__Exercise directions__
Rewrite all of the data below, requests included, and shift every coordinate in the answers by -115.

* BEGIN Provided entries *

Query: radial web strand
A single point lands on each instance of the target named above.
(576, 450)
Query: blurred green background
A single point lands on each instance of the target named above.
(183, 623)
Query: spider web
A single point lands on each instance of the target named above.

* END Provided entries *

__Result__
Query: radial web strand
A single point lands on each instance of the target named above.
(461, 335)
Query: blurred green background
A single point lands on each instance of the target named above.
(68, 508)
Query: spider web
A single point lands on each instance of the target named above.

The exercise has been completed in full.